**Requirements:**
Reproduce every line of the records below, requests included, shifting each x and y coordinate in the answer points by -137. Leave the coordinates in the requests and their format samples unchanged.

* Start *

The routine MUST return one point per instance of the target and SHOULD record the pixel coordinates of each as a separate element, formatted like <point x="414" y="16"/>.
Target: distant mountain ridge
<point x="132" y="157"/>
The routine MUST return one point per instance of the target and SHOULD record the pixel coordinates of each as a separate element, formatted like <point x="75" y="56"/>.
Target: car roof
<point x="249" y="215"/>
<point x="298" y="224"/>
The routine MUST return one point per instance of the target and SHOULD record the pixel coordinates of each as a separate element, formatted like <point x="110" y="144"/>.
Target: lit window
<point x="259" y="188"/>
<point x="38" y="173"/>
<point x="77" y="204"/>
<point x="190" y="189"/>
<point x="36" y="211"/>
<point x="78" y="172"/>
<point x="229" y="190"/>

* End *

**Task answer:**
The routine MUST return one point per instance of the target and SHOULD record the pixel coordinates of each as a separate element, formatted like <point x="414" y="16"/>.
Target: distant mountain ridge
<point x="-5" y="20"/>
The routine MUST return one point per instance of the target and SHOULD record the pixel coordinates of each as a separate element, formatted like <point x="75" y="56"/>.
Target: car roof
<point x="112" y="78"/>
<point x="161" y="87"/>
The routine MUST return one point per instance of the target and SHOULD record the pixel coordinates of each as a separate element, formatted like <point x="110" y="144"/>.
Target: lit window
<point x="122" y="51"/>
<point x="-99" y="36"/>
<point x="-60" y="67"/>
<point x="53" y="52"/>
<point x="-101" y="74"/>
<point x="-59" y="35"/>
<point x="92" y="53"/>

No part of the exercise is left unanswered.